**Task to complete:** List every day of the week that the talk transcript below names.

Full text of travel writer Teresa Rodriguez’s talk: “Owning Alone: conquering your fear of being solo” at TEDxWilmington conference.
Teresa Rodriguez – Travel writer
Well, I married a beautiful, tall, blond Australian man in a courthouse outside of San Francisco. It was an interesting event. It was short and it was sweet. But we did plan to return.
Shortly after our marriage, we moved to Australia. I packed up my life in San Francisco and I hauled it across the world. There we planned to return after a year to plan the big white wedding. Everything a girl dreams of.
And sure enough, we did return, well at least I returned back to San Francisco to plan our big white wedding. There it all started, the wedding dresses, the cake, and the bridesmaids. And the day that I picked out my dress, I’ll never forget. It was the 80s, it had big shoulders. It was fabulous.
Well, I went home to celebrate my find. And there I found a letter from my beloved. I was so excited. This was before the Internet, this was before cell phones, and this was before Facebook. So I could check up on it.
And the letter read as follows:
“Dear Teresa, the marriage is over. I’ve moved. I’ve disconnected the phone. I put your clothes and personal items in garbage bags. I just need to know where you want me to ship them.”
I was devastated. I fell into a deep place of depression. And I was so afraid to spend my life alone. I was alone, I’m alone up here too.
Well, I started seeing a psychiatrist every week. As a matter of fact, I was seeing her on Mondays, Wednesdays and Fridays. She would give me two Valium, one for that Monday, the one for the Tuesday, and then went on, Wednesday, Thursday.

**Records provided:**
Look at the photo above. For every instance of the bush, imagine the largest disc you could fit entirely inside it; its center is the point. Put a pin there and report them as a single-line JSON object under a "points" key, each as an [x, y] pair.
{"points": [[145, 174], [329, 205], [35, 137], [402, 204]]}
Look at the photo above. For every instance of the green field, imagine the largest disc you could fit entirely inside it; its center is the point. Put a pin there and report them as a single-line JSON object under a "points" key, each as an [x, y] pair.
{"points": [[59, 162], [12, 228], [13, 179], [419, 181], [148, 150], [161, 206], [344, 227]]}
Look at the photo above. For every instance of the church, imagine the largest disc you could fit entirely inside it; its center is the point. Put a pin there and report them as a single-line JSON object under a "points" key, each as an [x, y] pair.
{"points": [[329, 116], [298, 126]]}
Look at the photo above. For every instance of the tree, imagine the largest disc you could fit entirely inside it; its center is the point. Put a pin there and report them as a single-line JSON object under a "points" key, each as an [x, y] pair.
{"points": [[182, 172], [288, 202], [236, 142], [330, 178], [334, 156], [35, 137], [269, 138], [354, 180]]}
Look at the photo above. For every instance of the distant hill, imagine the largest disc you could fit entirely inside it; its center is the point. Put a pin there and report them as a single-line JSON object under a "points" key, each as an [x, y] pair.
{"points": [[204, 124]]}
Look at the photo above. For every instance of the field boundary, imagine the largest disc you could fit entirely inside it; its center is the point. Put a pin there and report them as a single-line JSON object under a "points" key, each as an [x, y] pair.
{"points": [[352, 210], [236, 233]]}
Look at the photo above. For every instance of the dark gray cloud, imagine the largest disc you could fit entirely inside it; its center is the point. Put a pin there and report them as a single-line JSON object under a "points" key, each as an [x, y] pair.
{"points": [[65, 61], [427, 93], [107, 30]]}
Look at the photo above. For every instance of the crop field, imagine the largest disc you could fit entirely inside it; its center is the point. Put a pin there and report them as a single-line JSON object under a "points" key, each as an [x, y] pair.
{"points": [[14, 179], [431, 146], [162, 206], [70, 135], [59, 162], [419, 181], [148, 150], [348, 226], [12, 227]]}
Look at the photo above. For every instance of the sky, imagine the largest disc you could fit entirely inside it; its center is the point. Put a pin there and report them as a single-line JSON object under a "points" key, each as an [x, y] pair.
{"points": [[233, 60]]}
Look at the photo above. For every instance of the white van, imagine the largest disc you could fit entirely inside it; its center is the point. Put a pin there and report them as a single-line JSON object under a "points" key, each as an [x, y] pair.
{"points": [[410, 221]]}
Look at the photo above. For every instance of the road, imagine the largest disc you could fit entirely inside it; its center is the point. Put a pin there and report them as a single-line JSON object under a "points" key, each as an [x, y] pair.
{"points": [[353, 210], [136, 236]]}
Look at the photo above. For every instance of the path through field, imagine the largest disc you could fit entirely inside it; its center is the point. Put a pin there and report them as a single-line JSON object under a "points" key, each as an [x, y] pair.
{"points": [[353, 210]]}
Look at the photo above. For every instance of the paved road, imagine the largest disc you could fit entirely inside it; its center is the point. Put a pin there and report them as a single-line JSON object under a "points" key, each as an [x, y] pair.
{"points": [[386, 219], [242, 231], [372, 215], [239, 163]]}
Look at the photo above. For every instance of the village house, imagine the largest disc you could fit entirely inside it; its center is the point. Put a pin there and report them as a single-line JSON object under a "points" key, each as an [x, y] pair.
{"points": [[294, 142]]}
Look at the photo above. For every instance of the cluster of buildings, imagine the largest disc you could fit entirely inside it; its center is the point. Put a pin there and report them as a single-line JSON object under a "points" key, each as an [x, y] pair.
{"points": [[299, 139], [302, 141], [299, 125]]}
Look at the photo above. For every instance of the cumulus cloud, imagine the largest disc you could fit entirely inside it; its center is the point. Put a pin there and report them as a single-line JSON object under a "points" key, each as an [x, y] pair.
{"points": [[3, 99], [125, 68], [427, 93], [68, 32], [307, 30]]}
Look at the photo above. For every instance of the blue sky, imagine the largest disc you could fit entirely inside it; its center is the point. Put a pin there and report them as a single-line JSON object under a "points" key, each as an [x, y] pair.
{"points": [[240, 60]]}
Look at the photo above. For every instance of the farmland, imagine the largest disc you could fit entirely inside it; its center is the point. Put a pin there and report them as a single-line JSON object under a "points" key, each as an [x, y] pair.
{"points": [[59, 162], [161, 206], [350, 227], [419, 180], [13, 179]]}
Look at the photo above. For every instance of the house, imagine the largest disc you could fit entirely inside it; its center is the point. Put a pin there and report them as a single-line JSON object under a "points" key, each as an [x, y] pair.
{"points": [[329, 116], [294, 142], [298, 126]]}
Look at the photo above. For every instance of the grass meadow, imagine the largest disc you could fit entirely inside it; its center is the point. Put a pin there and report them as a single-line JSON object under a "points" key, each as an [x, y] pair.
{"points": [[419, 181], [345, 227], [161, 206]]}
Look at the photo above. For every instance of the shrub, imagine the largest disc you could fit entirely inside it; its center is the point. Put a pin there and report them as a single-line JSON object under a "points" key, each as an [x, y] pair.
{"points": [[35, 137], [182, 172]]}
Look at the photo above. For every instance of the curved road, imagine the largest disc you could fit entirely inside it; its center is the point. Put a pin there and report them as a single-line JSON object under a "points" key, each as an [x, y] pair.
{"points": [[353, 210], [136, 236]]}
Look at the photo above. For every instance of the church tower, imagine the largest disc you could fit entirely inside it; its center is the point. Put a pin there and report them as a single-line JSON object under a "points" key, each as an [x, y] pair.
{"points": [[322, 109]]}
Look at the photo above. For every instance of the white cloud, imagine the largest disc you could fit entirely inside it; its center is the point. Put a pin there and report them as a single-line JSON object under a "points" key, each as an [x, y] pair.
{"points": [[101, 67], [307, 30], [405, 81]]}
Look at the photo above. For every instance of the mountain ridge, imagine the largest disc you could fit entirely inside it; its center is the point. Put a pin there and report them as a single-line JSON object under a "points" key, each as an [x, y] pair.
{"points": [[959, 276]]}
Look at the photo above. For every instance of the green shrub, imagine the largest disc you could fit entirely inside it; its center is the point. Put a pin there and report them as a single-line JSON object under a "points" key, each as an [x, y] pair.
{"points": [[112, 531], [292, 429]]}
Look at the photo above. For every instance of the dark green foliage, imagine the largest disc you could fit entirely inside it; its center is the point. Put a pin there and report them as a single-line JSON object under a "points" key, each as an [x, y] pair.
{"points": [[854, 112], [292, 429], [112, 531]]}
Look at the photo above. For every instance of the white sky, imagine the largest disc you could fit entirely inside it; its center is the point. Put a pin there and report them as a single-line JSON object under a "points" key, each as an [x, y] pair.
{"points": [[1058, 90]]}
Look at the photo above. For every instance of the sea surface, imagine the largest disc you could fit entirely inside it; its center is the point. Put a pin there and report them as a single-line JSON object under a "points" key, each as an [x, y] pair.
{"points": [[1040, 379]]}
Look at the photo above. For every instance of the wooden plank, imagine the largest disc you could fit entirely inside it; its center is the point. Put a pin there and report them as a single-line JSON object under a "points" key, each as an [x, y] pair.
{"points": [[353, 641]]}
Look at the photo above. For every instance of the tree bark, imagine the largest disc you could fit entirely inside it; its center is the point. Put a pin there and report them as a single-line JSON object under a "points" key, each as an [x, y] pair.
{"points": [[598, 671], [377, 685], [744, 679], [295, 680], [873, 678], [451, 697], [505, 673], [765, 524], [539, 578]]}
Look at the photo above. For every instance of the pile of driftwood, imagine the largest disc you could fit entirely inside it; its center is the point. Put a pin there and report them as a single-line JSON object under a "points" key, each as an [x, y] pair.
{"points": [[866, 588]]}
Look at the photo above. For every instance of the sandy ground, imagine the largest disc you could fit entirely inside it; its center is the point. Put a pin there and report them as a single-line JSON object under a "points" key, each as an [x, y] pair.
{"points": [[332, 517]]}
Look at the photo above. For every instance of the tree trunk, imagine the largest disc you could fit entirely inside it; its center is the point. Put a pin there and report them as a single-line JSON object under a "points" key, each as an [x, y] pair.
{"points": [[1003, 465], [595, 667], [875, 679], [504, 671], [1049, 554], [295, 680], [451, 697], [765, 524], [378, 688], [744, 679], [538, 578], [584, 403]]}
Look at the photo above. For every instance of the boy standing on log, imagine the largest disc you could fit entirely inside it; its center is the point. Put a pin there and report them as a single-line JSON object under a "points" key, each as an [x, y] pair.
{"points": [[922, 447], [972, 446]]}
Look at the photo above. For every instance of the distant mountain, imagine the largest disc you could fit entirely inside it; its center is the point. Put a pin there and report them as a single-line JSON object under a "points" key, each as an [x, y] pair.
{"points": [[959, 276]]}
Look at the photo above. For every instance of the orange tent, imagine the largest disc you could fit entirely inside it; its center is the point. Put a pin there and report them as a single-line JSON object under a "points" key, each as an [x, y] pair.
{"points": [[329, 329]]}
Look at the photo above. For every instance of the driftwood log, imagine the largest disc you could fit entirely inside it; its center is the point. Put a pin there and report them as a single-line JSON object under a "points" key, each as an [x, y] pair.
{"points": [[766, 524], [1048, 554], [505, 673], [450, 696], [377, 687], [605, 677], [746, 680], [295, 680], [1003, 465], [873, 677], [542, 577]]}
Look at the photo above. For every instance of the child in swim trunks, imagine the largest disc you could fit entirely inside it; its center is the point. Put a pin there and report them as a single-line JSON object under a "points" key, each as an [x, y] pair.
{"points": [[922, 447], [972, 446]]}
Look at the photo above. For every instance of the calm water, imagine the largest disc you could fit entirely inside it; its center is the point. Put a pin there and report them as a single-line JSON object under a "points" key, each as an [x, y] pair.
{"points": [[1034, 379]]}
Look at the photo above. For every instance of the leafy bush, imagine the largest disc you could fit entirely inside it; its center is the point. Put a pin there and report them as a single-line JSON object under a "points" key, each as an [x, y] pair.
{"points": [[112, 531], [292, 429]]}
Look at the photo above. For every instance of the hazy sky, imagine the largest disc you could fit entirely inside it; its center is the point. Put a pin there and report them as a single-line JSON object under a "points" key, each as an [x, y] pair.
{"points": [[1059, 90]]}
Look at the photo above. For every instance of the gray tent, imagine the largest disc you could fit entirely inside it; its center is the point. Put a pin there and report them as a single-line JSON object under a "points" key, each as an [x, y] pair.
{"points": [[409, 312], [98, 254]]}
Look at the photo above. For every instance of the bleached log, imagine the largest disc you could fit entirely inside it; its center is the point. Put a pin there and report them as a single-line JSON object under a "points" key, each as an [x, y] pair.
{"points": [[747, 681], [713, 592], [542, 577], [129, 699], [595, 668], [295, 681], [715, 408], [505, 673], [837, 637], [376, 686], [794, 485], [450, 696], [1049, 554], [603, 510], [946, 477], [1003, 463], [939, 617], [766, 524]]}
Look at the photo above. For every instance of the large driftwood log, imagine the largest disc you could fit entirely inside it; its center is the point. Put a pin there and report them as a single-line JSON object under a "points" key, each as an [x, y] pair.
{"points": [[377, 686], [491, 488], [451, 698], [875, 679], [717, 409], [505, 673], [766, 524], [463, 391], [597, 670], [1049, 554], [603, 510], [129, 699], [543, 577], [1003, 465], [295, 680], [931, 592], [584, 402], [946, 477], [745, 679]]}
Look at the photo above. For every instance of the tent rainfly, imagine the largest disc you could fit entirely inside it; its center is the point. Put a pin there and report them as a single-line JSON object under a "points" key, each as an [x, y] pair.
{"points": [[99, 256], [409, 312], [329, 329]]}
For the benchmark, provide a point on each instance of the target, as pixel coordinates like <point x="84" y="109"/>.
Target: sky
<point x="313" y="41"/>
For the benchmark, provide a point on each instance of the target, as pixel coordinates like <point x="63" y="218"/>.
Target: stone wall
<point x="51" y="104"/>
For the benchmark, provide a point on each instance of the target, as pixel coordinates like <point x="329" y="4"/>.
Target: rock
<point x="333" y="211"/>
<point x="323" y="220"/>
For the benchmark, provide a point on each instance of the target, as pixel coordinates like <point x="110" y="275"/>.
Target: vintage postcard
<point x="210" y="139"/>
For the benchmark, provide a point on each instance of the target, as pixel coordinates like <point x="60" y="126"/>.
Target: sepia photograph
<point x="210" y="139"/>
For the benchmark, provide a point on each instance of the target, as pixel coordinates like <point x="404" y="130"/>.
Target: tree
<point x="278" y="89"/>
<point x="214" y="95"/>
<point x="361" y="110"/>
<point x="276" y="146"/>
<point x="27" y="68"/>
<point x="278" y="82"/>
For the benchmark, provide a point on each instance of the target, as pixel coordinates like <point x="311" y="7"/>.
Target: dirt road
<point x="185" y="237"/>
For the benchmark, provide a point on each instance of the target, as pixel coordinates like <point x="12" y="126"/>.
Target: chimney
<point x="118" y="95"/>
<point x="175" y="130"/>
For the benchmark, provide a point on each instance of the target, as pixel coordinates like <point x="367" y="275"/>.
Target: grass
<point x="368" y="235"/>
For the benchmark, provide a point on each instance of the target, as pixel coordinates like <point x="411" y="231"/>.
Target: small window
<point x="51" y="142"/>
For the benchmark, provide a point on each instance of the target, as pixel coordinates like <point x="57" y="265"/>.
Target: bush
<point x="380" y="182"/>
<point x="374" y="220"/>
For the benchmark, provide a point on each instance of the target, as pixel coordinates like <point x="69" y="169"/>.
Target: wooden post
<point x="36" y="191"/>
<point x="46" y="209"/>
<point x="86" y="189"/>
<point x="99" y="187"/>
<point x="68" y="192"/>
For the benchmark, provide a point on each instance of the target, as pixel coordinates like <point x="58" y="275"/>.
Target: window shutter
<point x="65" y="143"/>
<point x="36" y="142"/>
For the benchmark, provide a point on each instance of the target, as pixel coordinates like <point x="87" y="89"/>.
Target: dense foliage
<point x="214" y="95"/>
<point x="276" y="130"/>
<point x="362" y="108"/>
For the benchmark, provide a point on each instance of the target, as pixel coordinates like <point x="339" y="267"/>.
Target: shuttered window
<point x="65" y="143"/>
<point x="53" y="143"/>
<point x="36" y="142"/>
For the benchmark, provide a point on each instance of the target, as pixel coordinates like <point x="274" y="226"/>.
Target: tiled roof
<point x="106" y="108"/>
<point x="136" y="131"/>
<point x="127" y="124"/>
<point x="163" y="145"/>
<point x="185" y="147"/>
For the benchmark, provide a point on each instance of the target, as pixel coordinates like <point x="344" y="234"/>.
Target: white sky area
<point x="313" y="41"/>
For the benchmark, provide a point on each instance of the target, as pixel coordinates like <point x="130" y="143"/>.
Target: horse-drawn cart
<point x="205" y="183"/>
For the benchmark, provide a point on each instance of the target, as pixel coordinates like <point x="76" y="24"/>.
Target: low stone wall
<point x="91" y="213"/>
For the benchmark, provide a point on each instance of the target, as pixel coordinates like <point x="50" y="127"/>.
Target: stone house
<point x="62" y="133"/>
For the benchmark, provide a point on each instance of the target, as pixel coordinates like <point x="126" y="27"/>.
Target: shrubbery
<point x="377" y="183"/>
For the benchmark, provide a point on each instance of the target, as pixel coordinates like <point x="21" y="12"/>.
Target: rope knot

**Response to this task:** Monday, Tuesday, Wednesday, Thursday, Friday